Directions
Please edit the items from the line with "[locate] black sunglasses" through the end of the items, changing "biggest" to "largest" and keeping everything else unchanged. Leave the pictures out of your answer.

Supplied records
- - - - -

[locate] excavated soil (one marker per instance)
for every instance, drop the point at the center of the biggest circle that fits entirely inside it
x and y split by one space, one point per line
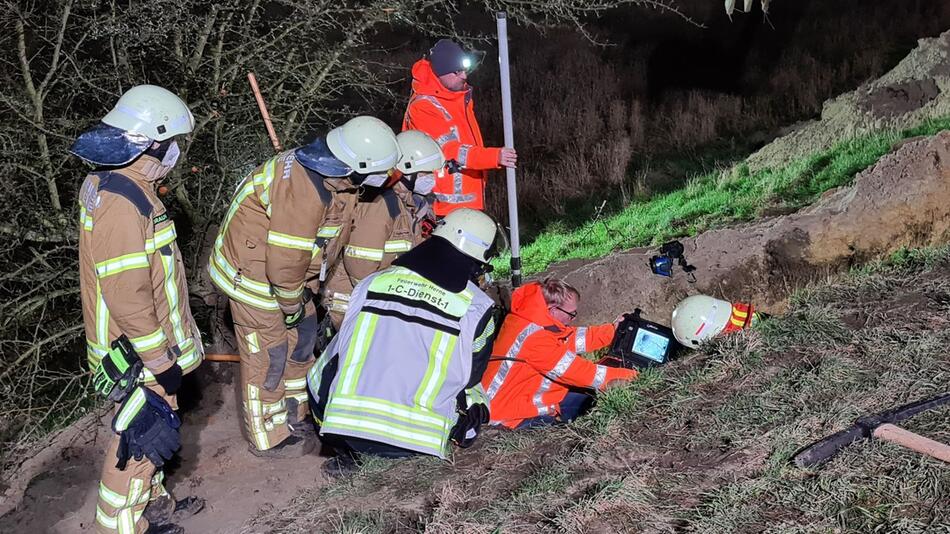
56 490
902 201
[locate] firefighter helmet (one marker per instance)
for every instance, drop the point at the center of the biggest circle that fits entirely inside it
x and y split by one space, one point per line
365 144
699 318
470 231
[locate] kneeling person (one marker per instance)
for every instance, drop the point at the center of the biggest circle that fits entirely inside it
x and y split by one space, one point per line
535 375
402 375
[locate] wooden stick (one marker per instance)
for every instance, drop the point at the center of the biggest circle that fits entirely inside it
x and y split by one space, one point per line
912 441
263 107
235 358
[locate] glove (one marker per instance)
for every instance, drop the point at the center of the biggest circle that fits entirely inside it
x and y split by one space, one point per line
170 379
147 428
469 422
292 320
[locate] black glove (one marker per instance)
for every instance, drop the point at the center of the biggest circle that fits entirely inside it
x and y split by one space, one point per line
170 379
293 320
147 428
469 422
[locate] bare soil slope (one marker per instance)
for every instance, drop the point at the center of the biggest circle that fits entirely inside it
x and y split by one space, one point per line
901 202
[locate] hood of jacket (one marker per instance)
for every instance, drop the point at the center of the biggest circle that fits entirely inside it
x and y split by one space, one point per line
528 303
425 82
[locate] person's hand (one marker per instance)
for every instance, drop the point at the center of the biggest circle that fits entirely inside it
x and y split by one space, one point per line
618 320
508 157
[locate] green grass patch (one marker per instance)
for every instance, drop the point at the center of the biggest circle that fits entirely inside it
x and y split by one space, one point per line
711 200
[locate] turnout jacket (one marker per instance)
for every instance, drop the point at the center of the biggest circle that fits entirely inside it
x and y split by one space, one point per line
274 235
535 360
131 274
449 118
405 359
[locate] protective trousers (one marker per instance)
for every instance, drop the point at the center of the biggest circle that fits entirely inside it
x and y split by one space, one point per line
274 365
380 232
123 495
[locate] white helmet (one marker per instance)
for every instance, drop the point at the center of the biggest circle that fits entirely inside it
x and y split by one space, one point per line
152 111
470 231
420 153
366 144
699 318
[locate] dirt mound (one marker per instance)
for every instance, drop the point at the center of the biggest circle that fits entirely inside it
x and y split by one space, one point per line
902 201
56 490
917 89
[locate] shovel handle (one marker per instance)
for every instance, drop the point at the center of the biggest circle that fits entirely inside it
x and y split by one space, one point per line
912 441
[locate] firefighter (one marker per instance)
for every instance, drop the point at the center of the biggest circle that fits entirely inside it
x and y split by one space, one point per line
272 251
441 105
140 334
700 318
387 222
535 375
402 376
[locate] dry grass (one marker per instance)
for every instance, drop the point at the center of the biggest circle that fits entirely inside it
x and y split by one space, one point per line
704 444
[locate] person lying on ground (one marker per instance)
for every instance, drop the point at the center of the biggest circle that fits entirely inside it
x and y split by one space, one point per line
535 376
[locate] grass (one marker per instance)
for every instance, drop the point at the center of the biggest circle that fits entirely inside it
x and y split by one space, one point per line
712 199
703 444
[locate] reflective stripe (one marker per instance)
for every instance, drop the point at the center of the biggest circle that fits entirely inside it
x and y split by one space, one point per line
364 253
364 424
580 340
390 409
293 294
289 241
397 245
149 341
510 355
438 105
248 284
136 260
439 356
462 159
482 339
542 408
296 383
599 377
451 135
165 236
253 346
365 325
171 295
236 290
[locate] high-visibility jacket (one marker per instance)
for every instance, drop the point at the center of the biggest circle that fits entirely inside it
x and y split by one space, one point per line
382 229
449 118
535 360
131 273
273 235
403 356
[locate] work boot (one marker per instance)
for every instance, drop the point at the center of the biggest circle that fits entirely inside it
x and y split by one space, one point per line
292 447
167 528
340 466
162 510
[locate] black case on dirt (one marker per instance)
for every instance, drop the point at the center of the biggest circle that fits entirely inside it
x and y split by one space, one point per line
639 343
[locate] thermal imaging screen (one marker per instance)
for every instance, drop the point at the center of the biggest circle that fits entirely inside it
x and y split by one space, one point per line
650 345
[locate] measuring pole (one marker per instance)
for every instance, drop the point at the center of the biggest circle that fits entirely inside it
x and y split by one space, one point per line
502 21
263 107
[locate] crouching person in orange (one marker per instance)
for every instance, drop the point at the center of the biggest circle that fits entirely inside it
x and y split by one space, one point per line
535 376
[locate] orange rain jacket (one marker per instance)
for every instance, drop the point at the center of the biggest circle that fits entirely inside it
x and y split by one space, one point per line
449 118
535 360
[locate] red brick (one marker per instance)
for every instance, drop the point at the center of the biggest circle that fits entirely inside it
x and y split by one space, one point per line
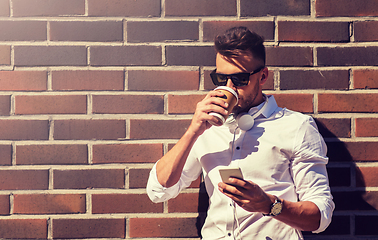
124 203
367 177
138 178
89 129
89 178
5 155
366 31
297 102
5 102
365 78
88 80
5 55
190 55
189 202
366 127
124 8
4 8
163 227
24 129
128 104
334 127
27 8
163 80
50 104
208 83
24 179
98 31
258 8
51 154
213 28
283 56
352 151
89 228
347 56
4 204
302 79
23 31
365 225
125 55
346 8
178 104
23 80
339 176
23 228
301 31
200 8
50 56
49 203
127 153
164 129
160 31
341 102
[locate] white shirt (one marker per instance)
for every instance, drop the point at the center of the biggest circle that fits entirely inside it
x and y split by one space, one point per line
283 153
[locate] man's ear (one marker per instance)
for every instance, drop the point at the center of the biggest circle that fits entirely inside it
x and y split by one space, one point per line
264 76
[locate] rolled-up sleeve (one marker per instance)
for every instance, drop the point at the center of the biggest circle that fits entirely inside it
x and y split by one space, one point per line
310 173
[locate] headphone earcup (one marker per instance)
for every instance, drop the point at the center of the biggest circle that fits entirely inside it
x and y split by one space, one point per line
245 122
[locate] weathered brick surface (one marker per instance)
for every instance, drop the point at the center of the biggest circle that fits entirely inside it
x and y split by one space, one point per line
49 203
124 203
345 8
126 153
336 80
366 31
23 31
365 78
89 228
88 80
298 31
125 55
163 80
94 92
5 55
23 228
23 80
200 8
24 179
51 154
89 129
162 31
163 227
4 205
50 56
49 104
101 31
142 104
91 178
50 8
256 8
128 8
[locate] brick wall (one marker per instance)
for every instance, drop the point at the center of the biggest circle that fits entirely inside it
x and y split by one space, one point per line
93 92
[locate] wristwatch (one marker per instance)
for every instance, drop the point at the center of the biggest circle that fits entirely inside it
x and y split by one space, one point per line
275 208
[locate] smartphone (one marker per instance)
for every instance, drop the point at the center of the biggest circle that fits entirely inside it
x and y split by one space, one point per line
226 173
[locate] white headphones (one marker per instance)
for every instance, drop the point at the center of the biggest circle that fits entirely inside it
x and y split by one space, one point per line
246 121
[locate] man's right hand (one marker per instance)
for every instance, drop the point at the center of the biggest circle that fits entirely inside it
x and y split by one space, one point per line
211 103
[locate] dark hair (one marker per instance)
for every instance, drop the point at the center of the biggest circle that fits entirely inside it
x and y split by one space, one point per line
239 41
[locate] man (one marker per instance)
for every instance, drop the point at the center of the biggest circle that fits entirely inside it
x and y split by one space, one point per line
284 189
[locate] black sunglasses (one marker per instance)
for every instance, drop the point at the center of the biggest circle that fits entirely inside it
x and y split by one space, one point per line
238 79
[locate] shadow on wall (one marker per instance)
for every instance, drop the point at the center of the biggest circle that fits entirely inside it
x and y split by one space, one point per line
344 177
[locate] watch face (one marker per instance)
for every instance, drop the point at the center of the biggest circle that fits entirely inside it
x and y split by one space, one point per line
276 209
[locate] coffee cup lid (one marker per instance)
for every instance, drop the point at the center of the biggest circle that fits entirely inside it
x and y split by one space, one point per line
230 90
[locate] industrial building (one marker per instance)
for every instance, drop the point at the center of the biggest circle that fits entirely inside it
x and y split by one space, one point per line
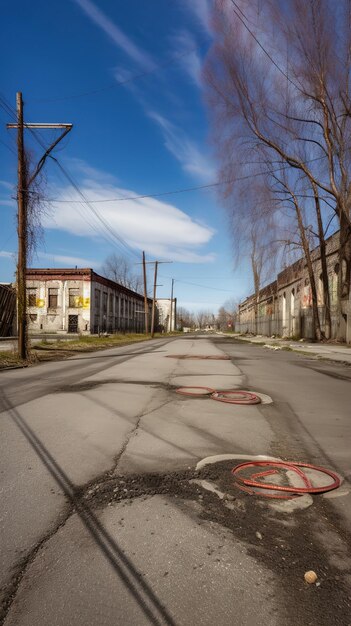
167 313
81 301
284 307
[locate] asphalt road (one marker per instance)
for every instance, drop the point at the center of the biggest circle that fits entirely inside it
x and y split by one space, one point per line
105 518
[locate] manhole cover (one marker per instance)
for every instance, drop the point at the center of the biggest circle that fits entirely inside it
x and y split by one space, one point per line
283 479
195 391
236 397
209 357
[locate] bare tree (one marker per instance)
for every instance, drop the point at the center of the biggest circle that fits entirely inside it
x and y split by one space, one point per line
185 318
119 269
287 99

- - - - -

Exercise answer
[locate] black sunglasses (one marker per instance)
for every instance, drop the point at the center of the largest circle that fits entirely inside it
x and y split by one space, one point per line
238 79
[locate] shadow on wall (one marker per instance)
for every instance, drop the point at the center of the largest circle that fits entirely inside it
x and y split by one space, one point per line
344 177
[locate] watch face (one marker per instance)
for every instance, drop the point at the center of the largest circle that fits entirely inside it
x and y split by one space, one point per line
276 209
[locate] coffee cup lid (one marker per instance)
for every instance, drop the point at the center of the largest circle that fits entirely inside it
x and y split by one space, one point per line
230 90
[locate] industrial building (one marker per instance)
for every instance, drop the point at the center of the largest circle that fits entirely inside it
x and y split by one space, one point per line
167 313
81 301
284 307
[locate] asphalt road (one marker per instance)
for every instance, drop the point at the center of the largest circle that fits entirely inside it
x and y split by one space, one point per line
105 518
[locate] manhole cover (one marker per instance)
for every instance, drop the point at the center of the largest circle that fits entirely inside it
x and y split by one space, one point per line
283 479
195 391
236 397
209 357
[locate] bare tree (one marker per instance)
for every instance, drop the point at the center of the largest circle that fits entirely inside it
x and y split by one space, one point per line
185 318
119 269
287 99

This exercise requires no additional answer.